Select every line in the items below that contains the word "nose" and copy each of those lines.

========================================================================

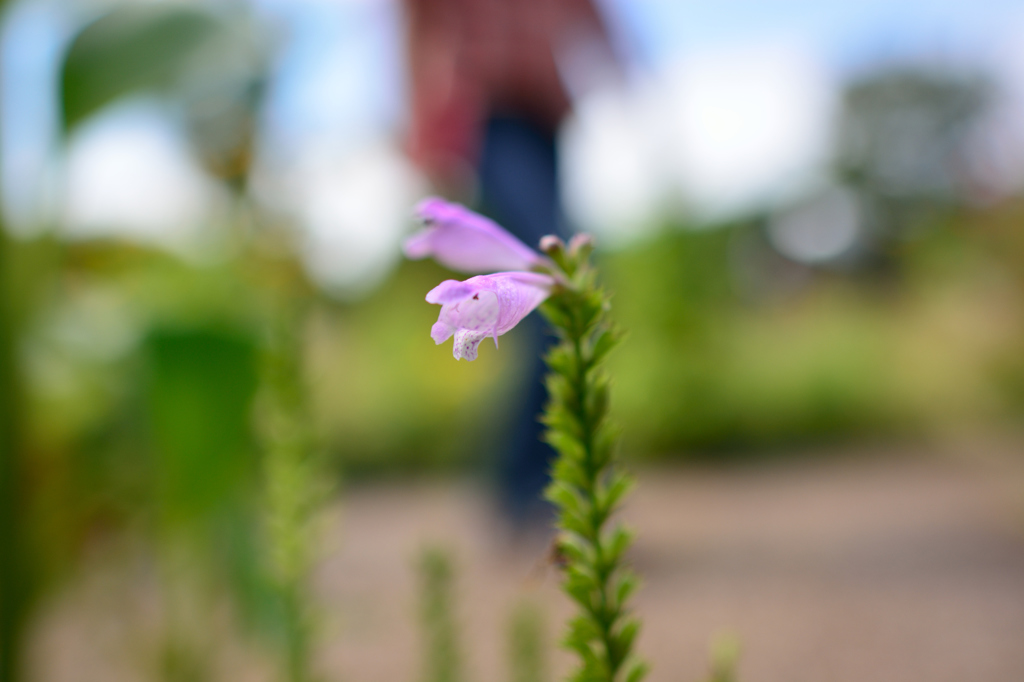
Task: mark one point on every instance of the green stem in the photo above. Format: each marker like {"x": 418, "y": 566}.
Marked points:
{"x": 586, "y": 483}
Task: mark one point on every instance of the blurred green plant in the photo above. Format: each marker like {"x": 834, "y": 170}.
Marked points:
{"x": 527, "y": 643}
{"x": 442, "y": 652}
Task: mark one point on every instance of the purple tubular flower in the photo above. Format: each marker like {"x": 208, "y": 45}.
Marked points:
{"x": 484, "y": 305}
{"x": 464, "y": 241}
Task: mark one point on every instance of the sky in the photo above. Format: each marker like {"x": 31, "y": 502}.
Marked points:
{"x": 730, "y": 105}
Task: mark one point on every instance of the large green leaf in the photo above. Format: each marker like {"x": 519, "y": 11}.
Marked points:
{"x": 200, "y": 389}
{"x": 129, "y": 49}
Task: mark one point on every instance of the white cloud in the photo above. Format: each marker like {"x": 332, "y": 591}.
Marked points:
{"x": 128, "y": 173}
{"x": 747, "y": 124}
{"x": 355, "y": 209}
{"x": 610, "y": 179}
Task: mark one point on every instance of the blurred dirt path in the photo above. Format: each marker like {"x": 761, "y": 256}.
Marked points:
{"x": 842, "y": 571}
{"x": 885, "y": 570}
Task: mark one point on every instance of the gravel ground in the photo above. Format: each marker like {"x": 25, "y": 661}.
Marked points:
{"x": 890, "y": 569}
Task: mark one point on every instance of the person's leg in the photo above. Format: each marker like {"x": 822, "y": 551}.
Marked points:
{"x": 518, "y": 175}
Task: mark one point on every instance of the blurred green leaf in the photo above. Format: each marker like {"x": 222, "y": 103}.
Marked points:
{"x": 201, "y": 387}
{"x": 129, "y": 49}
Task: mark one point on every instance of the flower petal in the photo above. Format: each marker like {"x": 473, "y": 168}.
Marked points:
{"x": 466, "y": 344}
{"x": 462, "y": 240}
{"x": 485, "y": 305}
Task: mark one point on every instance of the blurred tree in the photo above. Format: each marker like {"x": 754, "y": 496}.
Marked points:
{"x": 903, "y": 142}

========================================================================

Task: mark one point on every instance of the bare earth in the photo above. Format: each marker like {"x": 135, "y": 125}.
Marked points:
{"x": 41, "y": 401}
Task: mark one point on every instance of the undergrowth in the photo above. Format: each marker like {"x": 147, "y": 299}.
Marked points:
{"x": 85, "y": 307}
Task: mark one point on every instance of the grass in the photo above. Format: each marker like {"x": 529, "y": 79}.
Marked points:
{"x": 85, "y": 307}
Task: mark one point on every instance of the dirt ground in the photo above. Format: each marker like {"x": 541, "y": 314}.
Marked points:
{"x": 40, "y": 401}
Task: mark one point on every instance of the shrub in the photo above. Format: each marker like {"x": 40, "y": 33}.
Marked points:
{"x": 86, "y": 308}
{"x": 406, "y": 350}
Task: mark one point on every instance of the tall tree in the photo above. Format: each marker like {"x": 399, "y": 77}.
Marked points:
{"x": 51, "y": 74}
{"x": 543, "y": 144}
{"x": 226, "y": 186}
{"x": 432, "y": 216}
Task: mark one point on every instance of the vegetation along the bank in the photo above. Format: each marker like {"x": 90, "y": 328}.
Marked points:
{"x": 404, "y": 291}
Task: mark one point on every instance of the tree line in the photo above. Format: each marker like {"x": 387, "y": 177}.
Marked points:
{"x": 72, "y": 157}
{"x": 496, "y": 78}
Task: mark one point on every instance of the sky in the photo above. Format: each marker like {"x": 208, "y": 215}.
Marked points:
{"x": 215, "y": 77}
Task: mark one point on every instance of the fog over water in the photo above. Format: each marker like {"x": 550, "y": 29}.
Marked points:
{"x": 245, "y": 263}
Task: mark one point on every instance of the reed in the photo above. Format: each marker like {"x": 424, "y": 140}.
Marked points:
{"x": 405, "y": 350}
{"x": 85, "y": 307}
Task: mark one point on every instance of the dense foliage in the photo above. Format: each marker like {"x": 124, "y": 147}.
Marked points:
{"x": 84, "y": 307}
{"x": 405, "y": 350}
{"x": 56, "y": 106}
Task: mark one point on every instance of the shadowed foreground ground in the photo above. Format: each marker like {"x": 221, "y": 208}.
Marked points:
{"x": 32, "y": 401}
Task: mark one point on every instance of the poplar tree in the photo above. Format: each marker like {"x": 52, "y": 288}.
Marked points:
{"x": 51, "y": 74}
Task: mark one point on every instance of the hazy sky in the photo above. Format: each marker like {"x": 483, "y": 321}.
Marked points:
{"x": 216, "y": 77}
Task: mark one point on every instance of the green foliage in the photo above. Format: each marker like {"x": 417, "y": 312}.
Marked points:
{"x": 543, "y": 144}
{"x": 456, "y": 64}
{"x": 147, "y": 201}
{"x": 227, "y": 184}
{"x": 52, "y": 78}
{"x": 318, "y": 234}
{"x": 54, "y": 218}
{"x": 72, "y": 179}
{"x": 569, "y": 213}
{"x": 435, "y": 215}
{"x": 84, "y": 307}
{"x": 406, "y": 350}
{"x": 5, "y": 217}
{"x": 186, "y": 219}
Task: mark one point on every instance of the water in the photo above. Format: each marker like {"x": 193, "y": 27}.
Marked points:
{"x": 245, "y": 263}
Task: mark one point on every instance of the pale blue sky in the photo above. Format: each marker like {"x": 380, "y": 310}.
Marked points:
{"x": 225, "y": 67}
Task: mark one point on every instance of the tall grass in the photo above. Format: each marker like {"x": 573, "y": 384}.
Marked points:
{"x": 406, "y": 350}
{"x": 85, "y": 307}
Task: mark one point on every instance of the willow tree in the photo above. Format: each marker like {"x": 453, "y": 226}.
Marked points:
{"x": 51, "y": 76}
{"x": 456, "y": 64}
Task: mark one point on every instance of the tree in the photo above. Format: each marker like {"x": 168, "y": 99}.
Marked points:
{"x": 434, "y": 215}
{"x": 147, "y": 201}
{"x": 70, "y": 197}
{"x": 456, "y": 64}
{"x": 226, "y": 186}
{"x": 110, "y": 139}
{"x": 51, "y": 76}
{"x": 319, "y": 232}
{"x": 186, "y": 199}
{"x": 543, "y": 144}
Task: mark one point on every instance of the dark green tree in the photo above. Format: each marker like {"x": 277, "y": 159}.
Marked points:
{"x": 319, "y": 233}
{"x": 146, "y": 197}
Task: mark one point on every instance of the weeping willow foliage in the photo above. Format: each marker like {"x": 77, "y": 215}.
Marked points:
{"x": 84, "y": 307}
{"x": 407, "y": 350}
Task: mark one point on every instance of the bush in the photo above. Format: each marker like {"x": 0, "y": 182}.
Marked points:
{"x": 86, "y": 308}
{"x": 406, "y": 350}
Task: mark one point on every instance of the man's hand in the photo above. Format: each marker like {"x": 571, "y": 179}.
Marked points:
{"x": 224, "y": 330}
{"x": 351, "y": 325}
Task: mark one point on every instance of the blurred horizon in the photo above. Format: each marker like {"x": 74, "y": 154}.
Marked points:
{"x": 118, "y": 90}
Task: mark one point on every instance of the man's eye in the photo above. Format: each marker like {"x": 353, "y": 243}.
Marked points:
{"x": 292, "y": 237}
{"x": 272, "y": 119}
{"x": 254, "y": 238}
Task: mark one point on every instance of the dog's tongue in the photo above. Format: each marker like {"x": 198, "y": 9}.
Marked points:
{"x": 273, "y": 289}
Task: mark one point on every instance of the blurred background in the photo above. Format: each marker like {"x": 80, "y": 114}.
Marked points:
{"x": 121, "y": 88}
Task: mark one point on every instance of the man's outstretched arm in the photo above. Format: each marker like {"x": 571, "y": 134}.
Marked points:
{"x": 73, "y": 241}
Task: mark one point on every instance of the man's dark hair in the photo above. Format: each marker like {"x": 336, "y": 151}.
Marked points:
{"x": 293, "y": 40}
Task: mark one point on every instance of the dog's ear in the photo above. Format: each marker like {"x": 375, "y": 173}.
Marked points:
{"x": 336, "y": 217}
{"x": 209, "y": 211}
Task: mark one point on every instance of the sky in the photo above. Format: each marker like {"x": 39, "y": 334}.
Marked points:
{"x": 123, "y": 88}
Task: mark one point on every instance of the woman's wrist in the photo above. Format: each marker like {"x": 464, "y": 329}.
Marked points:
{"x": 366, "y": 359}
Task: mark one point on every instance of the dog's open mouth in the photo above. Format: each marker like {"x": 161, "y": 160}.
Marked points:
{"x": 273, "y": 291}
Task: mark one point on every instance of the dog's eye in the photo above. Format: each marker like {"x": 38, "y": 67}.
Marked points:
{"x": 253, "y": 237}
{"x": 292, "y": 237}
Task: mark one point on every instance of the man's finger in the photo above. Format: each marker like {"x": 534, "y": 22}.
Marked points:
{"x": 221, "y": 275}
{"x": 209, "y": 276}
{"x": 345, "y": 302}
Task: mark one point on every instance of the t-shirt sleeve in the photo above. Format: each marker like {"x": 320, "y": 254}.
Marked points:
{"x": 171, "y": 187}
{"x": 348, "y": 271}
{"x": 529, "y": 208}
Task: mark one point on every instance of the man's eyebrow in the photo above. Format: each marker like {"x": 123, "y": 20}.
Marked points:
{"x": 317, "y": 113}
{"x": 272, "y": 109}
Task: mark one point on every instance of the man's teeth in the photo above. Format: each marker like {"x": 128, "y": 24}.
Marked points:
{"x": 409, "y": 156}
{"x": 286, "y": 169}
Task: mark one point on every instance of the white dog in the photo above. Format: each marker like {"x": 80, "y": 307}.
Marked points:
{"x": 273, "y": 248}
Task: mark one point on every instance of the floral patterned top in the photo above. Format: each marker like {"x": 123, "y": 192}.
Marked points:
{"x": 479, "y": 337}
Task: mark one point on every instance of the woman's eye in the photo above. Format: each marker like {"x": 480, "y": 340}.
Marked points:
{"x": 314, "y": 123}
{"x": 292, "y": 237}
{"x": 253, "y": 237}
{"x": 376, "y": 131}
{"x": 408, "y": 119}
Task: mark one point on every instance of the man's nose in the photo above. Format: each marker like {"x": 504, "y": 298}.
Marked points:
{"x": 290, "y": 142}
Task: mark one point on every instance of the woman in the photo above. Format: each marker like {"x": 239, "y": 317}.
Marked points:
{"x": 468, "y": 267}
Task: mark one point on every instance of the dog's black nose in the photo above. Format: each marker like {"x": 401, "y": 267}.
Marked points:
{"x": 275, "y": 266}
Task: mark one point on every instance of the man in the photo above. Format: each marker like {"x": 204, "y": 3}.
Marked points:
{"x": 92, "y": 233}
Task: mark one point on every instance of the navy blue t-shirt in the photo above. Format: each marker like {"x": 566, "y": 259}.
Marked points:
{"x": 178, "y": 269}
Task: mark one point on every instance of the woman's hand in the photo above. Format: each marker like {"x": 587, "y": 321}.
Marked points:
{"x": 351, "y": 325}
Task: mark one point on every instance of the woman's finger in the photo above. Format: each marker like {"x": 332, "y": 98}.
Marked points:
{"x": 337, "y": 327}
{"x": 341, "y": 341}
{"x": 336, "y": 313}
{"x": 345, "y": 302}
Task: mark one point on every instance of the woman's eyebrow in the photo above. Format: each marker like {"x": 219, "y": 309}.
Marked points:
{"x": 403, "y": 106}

========================================================================

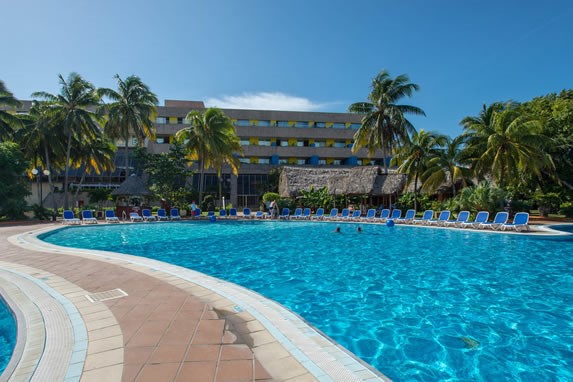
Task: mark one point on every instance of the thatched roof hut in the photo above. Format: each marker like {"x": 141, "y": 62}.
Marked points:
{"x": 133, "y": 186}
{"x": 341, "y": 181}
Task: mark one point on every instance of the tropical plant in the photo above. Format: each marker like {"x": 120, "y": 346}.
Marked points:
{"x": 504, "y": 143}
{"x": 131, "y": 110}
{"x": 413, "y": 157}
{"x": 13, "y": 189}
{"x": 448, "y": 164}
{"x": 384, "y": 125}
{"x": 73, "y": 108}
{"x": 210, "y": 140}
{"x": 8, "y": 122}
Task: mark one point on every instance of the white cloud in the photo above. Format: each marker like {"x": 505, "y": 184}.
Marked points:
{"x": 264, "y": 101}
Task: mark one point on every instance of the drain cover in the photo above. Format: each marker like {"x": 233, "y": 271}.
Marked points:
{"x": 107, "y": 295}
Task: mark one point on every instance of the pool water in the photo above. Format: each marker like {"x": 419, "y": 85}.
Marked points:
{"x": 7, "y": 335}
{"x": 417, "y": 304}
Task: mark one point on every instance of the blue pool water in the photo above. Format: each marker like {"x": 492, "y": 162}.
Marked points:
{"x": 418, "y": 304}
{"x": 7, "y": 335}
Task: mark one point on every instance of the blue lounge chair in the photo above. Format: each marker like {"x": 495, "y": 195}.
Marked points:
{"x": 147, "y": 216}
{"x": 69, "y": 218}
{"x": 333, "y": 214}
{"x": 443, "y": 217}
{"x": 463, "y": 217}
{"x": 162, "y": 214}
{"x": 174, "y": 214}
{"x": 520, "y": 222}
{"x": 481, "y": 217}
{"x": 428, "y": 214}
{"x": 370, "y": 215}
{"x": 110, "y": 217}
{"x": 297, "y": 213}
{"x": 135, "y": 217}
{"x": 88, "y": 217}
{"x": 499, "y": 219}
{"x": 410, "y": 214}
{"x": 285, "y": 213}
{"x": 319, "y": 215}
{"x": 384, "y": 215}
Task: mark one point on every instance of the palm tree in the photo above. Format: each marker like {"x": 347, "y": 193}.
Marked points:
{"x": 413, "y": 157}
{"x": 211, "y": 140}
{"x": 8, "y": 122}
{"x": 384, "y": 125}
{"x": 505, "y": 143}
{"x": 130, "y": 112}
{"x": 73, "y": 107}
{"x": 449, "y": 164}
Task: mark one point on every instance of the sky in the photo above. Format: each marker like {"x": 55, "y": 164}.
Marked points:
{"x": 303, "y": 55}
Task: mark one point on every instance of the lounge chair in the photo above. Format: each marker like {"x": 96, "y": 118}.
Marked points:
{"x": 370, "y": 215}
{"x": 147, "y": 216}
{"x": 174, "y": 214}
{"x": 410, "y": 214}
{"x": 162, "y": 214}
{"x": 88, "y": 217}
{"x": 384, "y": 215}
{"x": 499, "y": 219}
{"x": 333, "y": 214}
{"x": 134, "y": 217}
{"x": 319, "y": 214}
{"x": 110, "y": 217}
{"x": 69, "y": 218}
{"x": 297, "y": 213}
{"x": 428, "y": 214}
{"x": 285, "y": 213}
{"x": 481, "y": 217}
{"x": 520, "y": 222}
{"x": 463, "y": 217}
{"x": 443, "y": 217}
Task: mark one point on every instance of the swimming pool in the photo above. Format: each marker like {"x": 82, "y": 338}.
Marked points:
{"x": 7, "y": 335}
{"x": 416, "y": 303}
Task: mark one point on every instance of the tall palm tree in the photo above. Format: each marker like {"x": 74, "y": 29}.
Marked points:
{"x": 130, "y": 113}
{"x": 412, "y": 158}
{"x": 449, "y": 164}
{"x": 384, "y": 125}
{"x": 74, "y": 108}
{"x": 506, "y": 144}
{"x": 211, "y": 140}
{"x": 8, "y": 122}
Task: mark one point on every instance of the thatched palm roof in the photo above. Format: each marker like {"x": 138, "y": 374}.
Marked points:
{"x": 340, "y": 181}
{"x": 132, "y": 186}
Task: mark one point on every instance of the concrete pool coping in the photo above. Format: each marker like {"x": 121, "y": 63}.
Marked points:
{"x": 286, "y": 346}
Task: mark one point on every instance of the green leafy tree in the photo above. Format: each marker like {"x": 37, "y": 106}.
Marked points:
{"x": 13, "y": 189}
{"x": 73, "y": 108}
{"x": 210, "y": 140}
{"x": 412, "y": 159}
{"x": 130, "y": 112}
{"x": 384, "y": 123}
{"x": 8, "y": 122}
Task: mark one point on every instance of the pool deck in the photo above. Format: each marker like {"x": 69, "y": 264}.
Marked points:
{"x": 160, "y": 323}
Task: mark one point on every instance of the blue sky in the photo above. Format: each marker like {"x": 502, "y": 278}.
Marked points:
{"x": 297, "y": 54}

========================================================================

Correct output —
Task: mark one point on every instance of the man's nose in the photo above. Format: each marker like {"x": 504, "y": 298}.
Task: mark one point on every instance of the dog's black nose in the photo above. Format: each marker like {"x": 401, "y": 267}.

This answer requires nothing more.